I guess that means that providers have finalised at least the parameters of their solution even if not exactly how they will achieve it.
Most will be either deep in testing or evaluating the test performance.
Next will be selection and integrator contracting. We will then see what initial sales come as OEMs and integrators pick up sales on initial deployment. We are talking here about RAN to 5G core access. That is connecting the mobile network to the 5G network.
The next stage will be connecting the mobile network together then mobile network to the client. Then we'll see client to client on private and mini networks. This will be maybe a building where functions join requiring no data centre compute. In this scenario just the outcome goes to the data centre.
I guess you can tell I am super excited about this as the last two years have been building to this.
We'll see sales in the coming months but I don't know how Ethernity will report it. They will start for sure in 5's and 10's from integrators and 10's and 50's from OEMs. 2021 will be a ramp up especially H2 2021 where I suspect we'll see £5m in additional sales. 2022 I believe that we'll see £100m in additional sales over the year biased to H2. H1 2022 I guess at £20-25m
A bit more patience required for sure but we are in the beginning of the end game now for this aspect of business.

# # # # # # #

• **Written instruction 1**:
Update the rows from the very first line up to and including the line with "Target: round stool seat", changing "marker" to "dot" and keeping everything else as is.
The passage and the rows below it were taken from two unrelated places.

• **Records to process**:
# # # # # # #

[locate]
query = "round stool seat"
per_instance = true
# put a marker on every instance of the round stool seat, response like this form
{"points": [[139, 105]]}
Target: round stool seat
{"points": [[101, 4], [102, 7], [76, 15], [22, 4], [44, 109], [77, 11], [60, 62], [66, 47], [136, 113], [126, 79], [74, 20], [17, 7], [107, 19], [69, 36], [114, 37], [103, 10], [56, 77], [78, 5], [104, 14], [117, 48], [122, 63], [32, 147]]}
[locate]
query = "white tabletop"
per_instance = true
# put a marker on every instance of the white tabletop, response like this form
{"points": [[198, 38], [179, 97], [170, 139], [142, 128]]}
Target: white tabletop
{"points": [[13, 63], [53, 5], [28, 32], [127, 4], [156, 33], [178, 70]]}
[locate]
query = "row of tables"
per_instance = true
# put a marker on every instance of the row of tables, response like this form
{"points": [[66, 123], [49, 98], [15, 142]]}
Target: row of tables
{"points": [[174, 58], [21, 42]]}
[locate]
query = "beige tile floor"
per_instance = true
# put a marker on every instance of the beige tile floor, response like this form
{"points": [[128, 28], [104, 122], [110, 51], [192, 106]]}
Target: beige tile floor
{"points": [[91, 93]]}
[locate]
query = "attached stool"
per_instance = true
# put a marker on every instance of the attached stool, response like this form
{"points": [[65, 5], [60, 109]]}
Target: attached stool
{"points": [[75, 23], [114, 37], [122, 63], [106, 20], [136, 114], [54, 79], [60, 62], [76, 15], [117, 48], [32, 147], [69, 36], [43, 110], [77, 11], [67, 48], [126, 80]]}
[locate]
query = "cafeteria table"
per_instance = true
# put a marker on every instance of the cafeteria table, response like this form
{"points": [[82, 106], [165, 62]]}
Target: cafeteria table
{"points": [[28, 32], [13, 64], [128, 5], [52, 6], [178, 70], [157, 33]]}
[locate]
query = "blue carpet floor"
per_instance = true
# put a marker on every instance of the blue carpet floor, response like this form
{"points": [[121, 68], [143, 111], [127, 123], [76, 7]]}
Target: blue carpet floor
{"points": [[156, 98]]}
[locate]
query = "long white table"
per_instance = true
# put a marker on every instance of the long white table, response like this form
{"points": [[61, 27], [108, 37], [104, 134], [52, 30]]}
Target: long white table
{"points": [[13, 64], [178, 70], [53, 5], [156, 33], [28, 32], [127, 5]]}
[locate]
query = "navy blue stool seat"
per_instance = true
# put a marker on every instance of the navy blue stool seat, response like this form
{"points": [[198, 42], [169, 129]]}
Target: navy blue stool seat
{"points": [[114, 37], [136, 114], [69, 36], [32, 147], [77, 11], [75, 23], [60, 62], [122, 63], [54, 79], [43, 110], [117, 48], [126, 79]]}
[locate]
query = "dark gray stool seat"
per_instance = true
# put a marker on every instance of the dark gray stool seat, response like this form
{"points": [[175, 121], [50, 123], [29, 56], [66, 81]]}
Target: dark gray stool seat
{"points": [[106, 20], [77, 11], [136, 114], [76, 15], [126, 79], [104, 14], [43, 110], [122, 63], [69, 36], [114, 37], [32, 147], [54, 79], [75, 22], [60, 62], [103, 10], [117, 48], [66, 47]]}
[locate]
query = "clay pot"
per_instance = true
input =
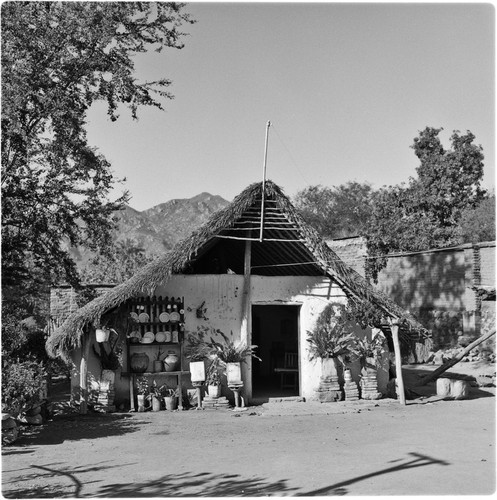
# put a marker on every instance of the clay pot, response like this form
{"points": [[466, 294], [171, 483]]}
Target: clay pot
{"points": [[197, 370], [329, 368], [142, 402], [155, 404], [171, 403], [102, 335], [139, 362], [171, 361], [214, 391], [234, 373]]}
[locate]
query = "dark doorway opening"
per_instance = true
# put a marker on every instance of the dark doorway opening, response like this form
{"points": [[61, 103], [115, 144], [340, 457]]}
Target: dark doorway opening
{"points": [[275, 330]]}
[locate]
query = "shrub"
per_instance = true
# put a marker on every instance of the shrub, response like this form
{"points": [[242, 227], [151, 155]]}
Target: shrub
{"points": [[23, 386]]}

# # # # # # #

• **Written instruction 2**:
Retype the passage on Ethernity's 5G sales from "The next stage" up to and including "aspect of business.", word for word.

• **Written answer 1**:
[locate]
query = "round stool seat"
per_instance = true
# put a dot on every instance of the round stool seat, response like this form
{"points": [[139, 105]]}
Target: round stool seat

• **Written answer 2**:
The next stage will be connecting the mobile network together then mobile network to the client. Then we'll see client to client on private and mini networks. This will be maybe a building where functions join requiring no data centre compute. In this scenario just the outcome goes to the data centre.
I guess you can tell I am super excited about this as the last two years have been building to this.
We'll see sales in the coming months but I don't know how Ethernity will report it. They will start for sure in 5's and 10's from integrators and 10's and 50's from OEMs. 2021 will be a ramp up especially H2 2021 where I suspect we'll see £5m in additional sales. 2022 I believe that we'll see £100m in additional sales over the year biased to H2. H1 2022 I guess at £20-25m
A bit more patience required for sure but we are in the beginning of the end game now for this aspect of business.